**Requests**
1. Reproduce everything in the advice column from "Q: A coworker" down to "do about this?".
2. Translate this sentence from the advice column into Spanish: "As for your next move, you basically have two choices."
3. Pick up the advice column after its final sentence and keep writing it.
BEGIN Source text
Q: A coworker recently sent me a text that was clearly intended for someone else. In the text, "Brian" stated that dealing with me was "awkward" and that he'd had enough of me to last the rest of his life. This was quickly followed by a second text saying the previous one was misdirected, but it did not contain an apology.
I was both hurt and confused, because I had done nothing to offend Brian. Although he has a long history of throwing people under the bus, he has never done that with me. Brian has been friendly since then, but I'm still upset about his hateful comments. What should I do about this?
A: Given Brian's backstabbing reputation, this stealth attack shouldn't come as a complete surprise. Trashing people is an attention-getting strategy, and you are just his latest victim. Brian might be malicious, narcissistic or simply immature, but regardless of his motives, this is more about him than about you.
As for your next move, you basically have two choices. If you can simply attribute this incident to Brian's dysfunctional personality, perhaps you can let it go. But if his nasty comments continue to reverberate in your brain, then you need to do something about it.
END Source text
BEGIN Information supplied
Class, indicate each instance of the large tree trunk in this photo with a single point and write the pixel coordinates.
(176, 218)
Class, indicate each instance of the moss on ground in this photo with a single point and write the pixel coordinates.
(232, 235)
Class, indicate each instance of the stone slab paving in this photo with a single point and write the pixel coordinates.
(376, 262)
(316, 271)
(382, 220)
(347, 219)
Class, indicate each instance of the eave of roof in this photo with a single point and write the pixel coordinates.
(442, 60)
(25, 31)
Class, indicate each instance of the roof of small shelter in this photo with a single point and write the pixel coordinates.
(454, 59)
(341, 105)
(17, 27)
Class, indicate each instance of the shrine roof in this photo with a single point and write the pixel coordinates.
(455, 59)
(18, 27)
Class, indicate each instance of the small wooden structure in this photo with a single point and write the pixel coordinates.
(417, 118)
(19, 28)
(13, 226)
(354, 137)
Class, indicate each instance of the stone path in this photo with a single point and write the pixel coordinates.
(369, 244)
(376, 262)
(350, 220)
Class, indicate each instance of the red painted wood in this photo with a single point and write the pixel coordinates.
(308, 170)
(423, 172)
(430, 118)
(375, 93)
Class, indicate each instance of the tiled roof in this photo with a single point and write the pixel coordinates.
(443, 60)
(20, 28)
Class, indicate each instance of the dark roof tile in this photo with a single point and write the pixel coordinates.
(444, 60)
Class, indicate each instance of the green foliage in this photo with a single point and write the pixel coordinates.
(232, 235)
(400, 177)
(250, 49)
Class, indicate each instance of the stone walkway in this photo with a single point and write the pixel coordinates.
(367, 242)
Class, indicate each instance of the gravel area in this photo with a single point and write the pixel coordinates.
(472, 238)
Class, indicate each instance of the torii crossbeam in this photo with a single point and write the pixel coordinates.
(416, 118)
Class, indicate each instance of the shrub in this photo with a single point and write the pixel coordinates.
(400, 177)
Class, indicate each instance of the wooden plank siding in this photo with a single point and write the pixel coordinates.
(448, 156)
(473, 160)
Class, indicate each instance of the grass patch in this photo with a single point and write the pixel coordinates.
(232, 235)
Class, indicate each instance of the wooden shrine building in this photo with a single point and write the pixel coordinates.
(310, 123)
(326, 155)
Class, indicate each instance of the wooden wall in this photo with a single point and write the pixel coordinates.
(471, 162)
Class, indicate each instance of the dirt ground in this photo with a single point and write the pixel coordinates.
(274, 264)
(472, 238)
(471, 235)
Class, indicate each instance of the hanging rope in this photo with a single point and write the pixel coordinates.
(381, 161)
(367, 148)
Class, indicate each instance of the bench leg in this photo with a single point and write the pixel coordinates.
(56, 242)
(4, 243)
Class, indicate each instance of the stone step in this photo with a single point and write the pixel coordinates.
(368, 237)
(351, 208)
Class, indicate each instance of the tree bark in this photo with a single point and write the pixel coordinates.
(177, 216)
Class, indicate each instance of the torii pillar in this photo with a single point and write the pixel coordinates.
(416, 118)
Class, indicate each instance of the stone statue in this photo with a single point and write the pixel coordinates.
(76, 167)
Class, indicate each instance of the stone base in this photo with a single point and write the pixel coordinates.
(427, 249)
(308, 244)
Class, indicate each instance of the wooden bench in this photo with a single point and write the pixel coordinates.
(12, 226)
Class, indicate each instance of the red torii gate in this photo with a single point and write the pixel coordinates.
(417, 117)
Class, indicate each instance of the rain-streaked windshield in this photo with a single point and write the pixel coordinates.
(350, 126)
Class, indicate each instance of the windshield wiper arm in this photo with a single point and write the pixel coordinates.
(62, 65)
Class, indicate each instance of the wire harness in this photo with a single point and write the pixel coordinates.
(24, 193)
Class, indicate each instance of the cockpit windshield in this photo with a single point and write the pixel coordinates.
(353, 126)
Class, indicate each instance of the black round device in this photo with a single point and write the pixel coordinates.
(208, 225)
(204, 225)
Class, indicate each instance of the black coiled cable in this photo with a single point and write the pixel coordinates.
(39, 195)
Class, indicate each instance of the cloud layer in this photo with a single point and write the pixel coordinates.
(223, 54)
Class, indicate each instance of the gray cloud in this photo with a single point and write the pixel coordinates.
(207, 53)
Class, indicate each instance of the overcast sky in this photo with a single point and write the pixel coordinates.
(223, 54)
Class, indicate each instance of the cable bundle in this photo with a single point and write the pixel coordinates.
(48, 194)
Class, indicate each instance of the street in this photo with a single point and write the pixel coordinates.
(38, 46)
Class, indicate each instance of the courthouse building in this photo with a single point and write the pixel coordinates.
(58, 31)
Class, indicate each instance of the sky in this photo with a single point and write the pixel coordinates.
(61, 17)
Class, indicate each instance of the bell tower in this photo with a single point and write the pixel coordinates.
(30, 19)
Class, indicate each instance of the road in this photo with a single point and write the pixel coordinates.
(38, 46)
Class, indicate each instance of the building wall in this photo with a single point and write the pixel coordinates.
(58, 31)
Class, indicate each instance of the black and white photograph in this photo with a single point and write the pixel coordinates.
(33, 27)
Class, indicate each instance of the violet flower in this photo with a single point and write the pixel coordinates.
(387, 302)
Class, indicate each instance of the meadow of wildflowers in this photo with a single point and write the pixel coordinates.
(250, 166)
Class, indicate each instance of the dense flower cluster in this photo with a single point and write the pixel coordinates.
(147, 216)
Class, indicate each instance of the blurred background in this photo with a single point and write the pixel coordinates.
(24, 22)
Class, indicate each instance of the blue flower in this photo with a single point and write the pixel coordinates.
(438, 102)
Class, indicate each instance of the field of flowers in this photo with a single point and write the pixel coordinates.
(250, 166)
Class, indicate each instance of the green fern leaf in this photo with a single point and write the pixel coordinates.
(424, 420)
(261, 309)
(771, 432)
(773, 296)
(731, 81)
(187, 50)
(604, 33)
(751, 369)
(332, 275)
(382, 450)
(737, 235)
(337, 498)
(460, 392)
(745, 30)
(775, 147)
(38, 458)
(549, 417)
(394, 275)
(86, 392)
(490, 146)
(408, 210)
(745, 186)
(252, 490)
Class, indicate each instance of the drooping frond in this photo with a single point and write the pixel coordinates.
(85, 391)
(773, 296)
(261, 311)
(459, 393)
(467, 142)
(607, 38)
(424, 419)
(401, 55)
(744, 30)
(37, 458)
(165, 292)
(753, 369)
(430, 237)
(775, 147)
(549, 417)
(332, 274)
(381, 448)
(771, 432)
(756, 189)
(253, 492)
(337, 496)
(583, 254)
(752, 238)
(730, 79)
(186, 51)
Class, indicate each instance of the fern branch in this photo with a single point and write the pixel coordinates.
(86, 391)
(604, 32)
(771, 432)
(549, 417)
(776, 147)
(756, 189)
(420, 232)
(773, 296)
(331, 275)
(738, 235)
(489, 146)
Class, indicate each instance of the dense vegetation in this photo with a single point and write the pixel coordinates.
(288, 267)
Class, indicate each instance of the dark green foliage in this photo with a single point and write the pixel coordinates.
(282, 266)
END Information supplied
**Answers for this exercise**
1.
Q: A coworker recently sent me a text that was clearly intended for someone else. In the text, "Brian" stated that dealing with me was "awkward" and that he'd had enough of me to last the rest of his life. This was quickly followed by a second text saying the previous one was misdirected, but it did not contain an apology.
I was both hurt and confused, because I had done nothing to offend Brian. Although he has a long history of throwing people under the bus, he has never done that with me. Brian has been friendly since then, but I'm still upset about his hateful comments. What should I do about this?

2. En cuanto a tu próximo paso, básicamente tienes dos opciones.

3.
"Doing something" does not mean sending texts or emails, however. Although written communication has now become everyone's default setting, difficult discussions should still take place in person. Instead of launching a verbal counterattack on your spiteful colleague, calmly request that he be more specific.
For example: "Brian, in the text which I mistakenly received, you indicated that working with me was awkward. Since you've been saying that to my coworkers, I would like to know what I can do to reduce the awkwardness in our relationship."
Should Brian offer suggestions, do with those what you will. If he apologetically replies that he was in a bad mood that day, take him at his word and drop the subject. But for your own protection, always remember that Brian is not to be trusted.
Q: The director of our department is driving people away. Ten employees have resigned in the past two months, and two managers left after working here for only a few weeks. They all mentioned the director as their primary reason for leaving, so we would like to tell management about the problems she's creating. How should we bring this up?
A: Since employees are fleeing your department like rats from a sinking ship, one would expect the higher-ups to take notice. But if they are truly oblivious, perhaps your group can provide a wake-up call. To get management's attention, keep the focus on business issues, not your director's challenging personality.
For example: "We're concerned about the number of people who have left our department recently. This turnover has disrupted our work and is also costly for the company. The main issue seems to be Mary's leadership style, so we're hoping that you can help with this problem."
If management is receptive to your concerns, you can offer more detailed information. But if they seem disengaged or indifferent, then it might be time to refresh your own resume.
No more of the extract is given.